▸ **Passage shown**:
+ + + + + + +

[Global_industry_committee] Preliminary FTC Staff Report - Protecting Consumer Privacy in an Era of Rapid Change

Colin Watson colin.watson at owasp.org
Wed Jan 26 05:00:24 EST 2011


Folks

http://www.owasp.org/index.php/Industry:FTC_Protecting_Consumer_Privacy#Draft_Text_version_2

I am about to email the Leaders List, since I think this might benefit
from a few more viewpoints.

Colin




On 18 January 2011 17:28, Colin Watson <colin.watson at owasp.org> wrote:
> Folks
>
> I'm going to work through this one tomorrow, and see where we can best
> comment, if at all.  These 3 questions may be the most relevant:
>
>  "How can the full range of stakeholders be given an incentive to
>   develop and deploy privacy-enhancing technologies?
>
>   "What roles should different industry participants – e.g., browser vendors,
>    website operators, advertising companies – play in addressing privacy
>   concerns with more effective technologies for consumer control?"
>
>   "Is the list of proposed “commonly accepted practices” set forth in
>    Section V(C)(1) of the report too broad or too narrow?"
>
>
> Colin
>
>
> On 17 December 2010 14:49, Colin Watson <colin.watson at owasp.org> wrote:
>> I'm less certain about this...

+ + + + + + +

[Source data]
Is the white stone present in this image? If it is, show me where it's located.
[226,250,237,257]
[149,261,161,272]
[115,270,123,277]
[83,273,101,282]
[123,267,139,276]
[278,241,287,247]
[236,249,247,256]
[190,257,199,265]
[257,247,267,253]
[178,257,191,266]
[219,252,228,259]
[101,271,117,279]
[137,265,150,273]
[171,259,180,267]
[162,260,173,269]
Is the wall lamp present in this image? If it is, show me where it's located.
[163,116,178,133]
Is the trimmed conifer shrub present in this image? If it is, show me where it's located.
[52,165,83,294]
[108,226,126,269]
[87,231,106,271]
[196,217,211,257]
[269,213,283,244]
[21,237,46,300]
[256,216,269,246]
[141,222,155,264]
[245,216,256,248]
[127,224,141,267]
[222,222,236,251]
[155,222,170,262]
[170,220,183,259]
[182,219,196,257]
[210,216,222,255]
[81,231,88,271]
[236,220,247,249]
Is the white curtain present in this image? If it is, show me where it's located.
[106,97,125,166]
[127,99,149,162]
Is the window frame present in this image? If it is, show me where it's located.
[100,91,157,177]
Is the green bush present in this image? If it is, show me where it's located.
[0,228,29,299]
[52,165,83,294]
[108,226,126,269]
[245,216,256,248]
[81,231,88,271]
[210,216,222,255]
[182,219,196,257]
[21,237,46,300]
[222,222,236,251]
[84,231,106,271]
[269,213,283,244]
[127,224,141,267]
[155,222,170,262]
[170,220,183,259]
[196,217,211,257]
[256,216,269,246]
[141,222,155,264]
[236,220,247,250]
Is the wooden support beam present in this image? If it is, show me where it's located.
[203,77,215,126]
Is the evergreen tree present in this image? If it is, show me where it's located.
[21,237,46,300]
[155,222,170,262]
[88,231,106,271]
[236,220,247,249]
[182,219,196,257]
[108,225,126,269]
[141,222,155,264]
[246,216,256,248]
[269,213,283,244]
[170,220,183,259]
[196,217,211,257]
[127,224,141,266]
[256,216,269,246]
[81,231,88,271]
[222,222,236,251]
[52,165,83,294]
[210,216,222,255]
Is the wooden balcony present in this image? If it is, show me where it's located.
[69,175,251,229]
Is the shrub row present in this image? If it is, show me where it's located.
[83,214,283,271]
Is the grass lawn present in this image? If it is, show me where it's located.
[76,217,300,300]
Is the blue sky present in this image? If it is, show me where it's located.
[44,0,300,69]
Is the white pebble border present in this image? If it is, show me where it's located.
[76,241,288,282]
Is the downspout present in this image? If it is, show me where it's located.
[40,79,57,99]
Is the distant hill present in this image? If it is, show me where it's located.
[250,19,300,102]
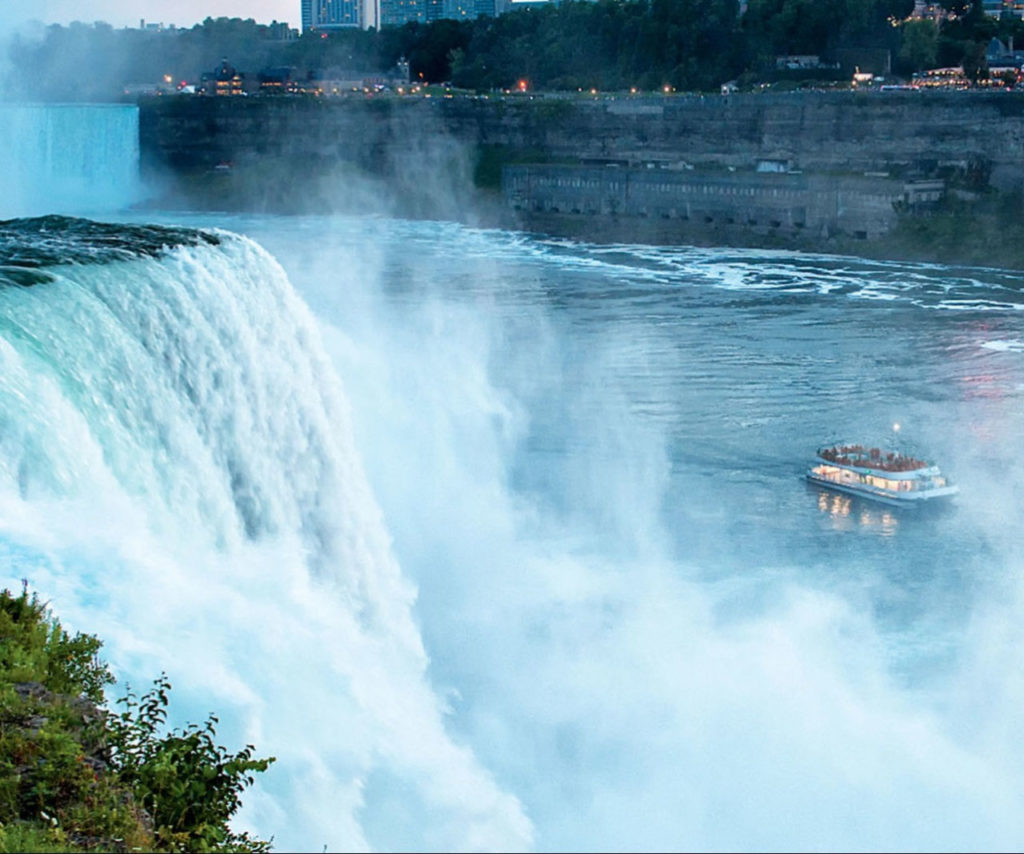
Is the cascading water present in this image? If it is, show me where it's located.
[0,217,530,849]
[0,103,139,218]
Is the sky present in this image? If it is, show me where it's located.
[0,0,300,29]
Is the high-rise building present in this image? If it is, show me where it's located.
[302,0,380,32]
[380,0,427,27]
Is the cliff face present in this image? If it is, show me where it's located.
[139,91,1024,183]
[139,91,1024,254]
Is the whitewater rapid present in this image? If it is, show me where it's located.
[0,219,531,850]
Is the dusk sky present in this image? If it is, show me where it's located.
[6,0,300,27]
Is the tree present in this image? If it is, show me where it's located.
[0,587,273,854]
[898,18,939,72]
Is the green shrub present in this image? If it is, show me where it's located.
[0,587,274,854]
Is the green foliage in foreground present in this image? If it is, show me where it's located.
[0,590,273,852]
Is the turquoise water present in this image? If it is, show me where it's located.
[0,207,1024,850]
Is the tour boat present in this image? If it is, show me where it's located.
[806,444,959,507]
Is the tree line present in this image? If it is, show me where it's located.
[4,0,1024,100]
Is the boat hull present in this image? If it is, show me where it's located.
[804,472,959,509]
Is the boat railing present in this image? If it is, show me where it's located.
[818,444,929,471]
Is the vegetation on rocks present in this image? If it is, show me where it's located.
[0,589,273,852]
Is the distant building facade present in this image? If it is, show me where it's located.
[380,0,428,27]
[301,0,380,33]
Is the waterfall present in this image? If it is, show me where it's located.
[0,217,530,850]
[0,104,139,218]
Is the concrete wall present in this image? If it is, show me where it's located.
[140,91,1024,231]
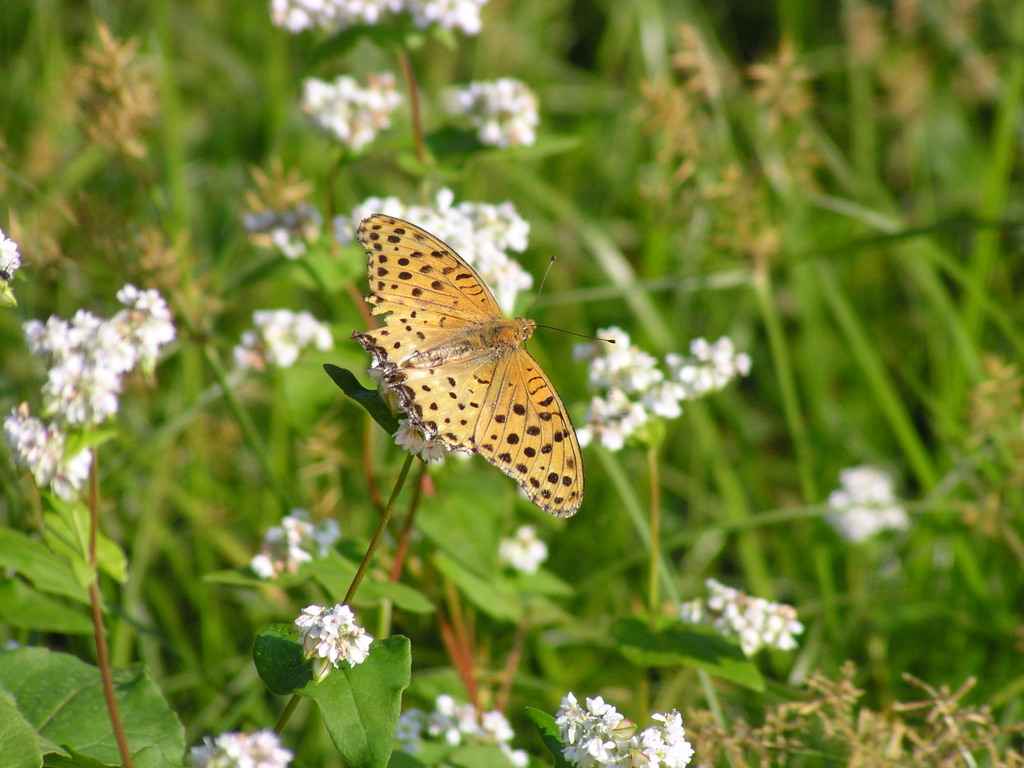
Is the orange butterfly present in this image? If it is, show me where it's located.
[352,213,584,517]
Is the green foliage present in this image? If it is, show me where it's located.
[0,648,185,768]
[0,0,1024,768]
[299,635,412,768]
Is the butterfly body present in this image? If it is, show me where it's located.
[395,317,537,369]
[352,214,584,517]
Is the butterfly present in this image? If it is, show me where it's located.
[352,213,584,517]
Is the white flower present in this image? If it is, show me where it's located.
[449,78,540,147]
[555,693,693,768]
[111,284,177,375]
[188,730,293,768]
[23,285,176,426]
[344,188,534,313]
[270,0,403,33]
[270,0,486,35]
[234,309,334,371]
[0,229,22,306]
[825,467,910,544]
[498,525,548,573]
[249,509,341,579]
[242,202,323,259]
[666,337,751,399]
[577,387,650,451]
[302,73,401,151]
[574,328,751,451]
[395,693,528,768]
[407,0,487,35]
[633,710,693,768]
[679,579,804,656]
[3,403,92,501]
[394,419,447,464]
[295,605,374,680]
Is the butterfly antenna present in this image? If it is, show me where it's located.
[526,256,555,317]
[538,326,615,344]
[526,256,615,344]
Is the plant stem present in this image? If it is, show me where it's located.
[89,452,132,768]
[398,48,427,165]
[343,454,413,605]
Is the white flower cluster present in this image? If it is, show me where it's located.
[302,72,401,152]
[335,189,534,312]
[3,285,176,501]
[825,467,910,544]
[395,693,529,768]
[498,525,548,573]
[249,509,341,579]
[242,202,323,259]
[270,0,487,35]
[3,402,92,501]
[555,692,693,768]
[295,605,374,680]
[188,730,293,768]
[450,78,541,147]
[391,421,447,464]
[234,309,334,371]
[0,229,22,306]
[575,328,751,451]
[679,579,804,656]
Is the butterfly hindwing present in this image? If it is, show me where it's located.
[476,348,584,517]
[352,214,584,517]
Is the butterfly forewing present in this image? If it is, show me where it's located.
[352,214,584,517]
[356,213,501,328]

+ + + + + + +

▸ **The tasks**:
a: Copy everything from the start of the rows down through the line containing "[163,116,178,133]", both ends included.
b: Pick up the email about the FTC consumer privacy report where it stops, and write the next part.

▸ **Task-by-task outputs**:
a:
Is the white stone present in this image? If it is, show me where it's located.
[226,250,237,257]
[149,261,161,272]
[115,270,123,277]
[83,273,101,282]
[123,267,139,276]
[278,241,287,247]
[236,249,247,256]
[190,257,199,265]
[257,247,267,253]
[178,257,191,266]
[219,252,228,259]
[101,271,117,279]
[137,265,150,273]
[171,259,180,267]
[162,260,173,269]
Is the wall lamp present in this image? If it is, show me where it's located.
[163,116,178,133]

b:
>>
>>  Protecting Consumer Privacy in an Era of Rapid Change
>>  A framework for businesses and policymakers
>>  http://www.ftc.gov/os/2010/12/101201privacyreport.pdf
>>
>> but it is aimed at business, and OWASP has already been cited in this
>> FTC document:
>>
>>  Protecting Personal Information: A Guide for Business
>>  http://business.ftc.gov/documents/bus69-protecting-personal-information-guide-business
>>
>> The proposed framework is based on three principles, which have some
>> relevant content:
>>
>> 1. Privacy by design
>> 2. Simplified choice
>> 3. Greater transparency
>>
>> In the first of these "data security" is listed as an example practice
>> to build in.  This document also talks about a persistent mechanism to
>> allow consumers to opt out of tracking - commentators elsewhere
>> believe this might be a "Do Not Track" header added by the browser.  I
>> think we need to be careful what constitutes tracking - behavioural
>> advertising yes, but how about security event logging, incident
>> response or even session management?
>>
>> Responses are being accepted until 31 January 2011.  Is it worth responding to:
>>
>> 1. if OWASP has something relevant to say, and
>> 2. to keep OWASP on the radar as an organisation that engages with others
>>
>> ?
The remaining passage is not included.